• **Document section**:
Overview
Datasets and Profiles provide reusable data collection rule templates that standardize how telemetry is collected across device fleets. Instead of configuring each device's data collection individually, you define a dataset once and assign it to multiple devices.
To create and assign datasets and profiles through the web interface, see Management. For the collector types available on each platform, see Windows Datasets, WEC Datasets, and Linux Datasets.
Definitions
A Dataset is a reusable data collection rule template that defines what data to collect and how to collect it. Each dataset specifies a collection type (Windows Event Logs, DNS Logs, etc.) and the configuration parameters for that type. Datasets can optionally reference a preprocessing pipeline for inline processing of collected data.
A Profile is a grouping layer that composes multiple datasets into a single assignable unit. Profiles allow you to bundle related collection rules and apply them to devices as a set.
Type hierarchy: Each dataset has a type (category) and a definition type (specific collector). The type groups datasets into categories — windows, wec, or linux — while the definition type identifies the exact collector implementation (e.g., windows_security_log_collector). This two-level classification drives device compatibility and determines which configuration interface is presented.
Status lifecycle: Datasets and profiles have a status of active, passive, or deleted. Active items are applied to their assigned devices. Passive items remain configured but are not actively applied. Deleted items are soft-deleted and no longer visible in the UI.
Relationship to Devices: Datasets and profiles have a many-to-many relationship with devices. A single dataset can be assigned to multiple devices, and a single device can have multiple datasets assigned to it. This eliminates repetitive per-device configuration and ensures consistent data collection across your fleet.

• **Directions**:
1 – Answer these questions about the datasets and profiles overview:
(a) What three categories can a dataset's type be?
(b) What happens to passive items?
(c) What does a profile bundle into a single assignable unit?
2 – Print the datasets and profiles overview word for word, starting at "To create and" and ending at "of collected data.".

• **Data section**:
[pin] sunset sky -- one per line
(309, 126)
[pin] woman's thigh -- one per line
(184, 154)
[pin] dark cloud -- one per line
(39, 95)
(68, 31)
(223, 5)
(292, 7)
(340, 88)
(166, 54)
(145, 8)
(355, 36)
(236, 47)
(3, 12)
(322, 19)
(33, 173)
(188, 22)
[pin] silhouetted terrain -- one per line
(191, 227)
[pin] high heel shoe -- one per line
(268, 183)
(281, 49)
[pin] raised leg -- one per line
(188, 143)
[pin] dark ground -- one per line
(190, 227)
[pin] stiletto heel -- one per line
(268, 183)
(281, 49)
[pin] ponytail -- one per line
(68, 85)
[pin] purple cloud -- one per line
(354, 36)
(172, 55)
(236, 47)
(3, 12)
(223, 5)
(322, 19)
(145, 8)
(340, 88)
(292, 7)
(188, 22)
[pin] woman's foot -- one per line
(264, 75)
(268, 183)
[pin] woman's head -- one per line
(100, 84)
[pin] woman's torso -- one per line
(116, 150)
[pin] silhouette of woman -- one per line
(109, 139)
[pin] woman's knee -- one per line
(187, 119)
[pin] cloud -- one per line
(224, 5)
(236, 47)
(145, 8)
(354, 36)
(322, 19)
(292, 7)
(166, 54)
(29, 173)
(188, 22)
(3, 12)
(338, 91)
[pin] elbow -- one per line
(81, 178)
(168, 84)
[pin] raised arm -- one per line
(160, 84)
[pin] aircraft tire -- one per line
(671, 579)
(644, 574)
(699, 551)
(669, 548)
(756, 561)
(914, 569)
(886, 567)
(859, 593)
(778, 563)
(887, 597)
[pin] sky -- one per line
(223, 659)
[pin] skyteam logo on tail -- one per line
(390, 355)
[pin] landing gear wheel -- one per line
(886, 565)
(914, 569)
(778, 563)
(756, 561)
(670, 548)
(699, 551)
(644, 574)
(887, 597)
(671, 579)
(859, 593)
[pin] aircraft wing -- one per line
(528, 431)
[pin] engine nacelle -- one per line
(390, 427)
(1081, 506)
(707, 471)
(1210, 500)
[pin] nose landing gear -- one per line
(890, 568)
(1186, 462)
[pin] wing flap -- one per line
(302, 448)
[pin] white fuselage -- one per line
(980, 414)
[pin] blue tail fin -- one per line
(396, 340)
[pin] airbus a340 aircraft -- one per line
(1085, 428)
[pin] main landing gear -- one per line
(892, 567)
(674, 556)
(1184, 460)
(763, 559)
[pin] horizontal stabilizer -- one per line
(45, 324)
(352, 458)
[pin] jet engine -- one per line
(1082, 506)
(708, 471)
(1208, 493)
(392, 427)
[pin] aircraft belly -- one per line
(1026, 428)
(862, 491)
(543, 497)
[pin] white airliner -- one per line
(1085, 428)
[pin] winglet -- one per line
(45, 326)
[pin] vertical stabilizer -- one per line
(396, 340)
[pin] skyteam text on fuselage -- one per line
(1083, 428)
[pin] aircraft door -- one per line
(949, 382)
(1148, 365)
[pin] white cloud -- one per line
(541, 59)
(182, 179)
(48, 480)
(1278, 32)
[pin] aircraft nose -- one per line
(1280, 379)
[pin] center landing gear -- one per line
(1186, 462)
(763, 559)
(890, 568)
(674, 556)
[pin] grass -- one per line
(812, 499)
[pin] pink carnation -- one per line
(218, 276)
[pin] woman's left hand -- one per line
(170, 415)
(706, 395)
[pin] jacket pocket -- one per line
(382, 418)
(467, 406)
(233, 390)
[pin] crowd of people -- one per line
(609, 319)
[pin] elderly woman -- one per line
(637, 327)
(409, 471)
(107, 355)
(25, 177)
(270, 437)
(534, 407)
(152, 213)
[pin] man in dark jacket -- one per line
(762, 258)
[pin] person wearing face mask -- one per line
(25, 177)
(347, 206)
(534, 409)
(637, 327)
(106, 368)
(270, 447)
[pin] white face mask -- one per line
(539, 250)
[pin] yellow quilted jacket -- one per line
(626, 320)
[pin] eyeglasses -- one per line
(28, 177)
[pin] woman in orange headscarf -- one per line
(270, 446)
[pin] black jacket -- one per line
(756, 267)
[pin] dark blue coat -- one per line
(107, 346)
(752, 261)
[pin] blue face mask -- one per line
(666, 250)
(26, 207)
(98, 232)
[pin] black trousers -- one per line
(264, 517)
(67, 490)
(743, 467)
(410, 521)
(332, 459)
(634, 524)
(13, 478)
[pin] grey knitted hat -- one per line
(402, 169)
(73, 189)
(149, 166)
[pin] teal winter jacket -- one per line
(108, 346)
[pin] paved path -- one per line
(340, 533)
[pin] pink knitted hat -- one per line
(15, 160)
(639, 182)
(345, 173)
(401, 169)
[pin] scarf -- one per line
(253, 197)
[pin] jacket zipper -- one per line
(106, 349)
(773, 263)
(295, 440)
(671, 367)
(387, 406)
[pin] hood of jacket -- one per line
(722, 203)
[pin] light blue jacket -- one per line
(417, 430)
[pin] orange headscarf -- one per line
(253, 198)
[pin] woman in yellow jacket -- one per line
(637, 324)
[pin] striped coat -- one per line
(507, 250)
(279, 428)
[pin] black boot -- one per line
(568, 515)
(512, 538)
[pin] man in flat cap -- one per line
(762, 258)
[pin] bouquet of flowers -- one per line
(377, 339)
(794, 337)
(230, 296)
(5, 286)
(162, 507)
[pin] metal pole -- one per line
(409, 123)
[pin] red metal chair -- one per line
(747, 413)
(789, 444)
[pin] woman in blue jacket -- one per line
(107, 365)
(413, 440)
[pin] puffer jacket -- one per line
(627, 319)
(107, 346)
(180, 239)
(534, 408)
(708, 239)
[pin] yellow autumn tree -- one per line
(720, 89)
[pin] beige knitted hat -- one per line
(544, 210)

• **Solved tasks**:
1 –
(a) windows, wec, or linux
(b) They stay configured but are not actively applied.
(c) Multiple datasets

2 –
To create and assign datasets and profiles through the web interface, see Management. For the collector types available on each platform, see Windows Datasets, WEC Datasets, and Linux Datasets.
Definitions
A Dataset is a reusable data collection rule template that defines what data to collect and how to collect it. Each dataset specifies a collection type (Windows Event Logs, DNS Logs, etc.) and the configuration parameters for that type. Datasets can optionally reference a preprocessing pipeline for inline processing of collected data.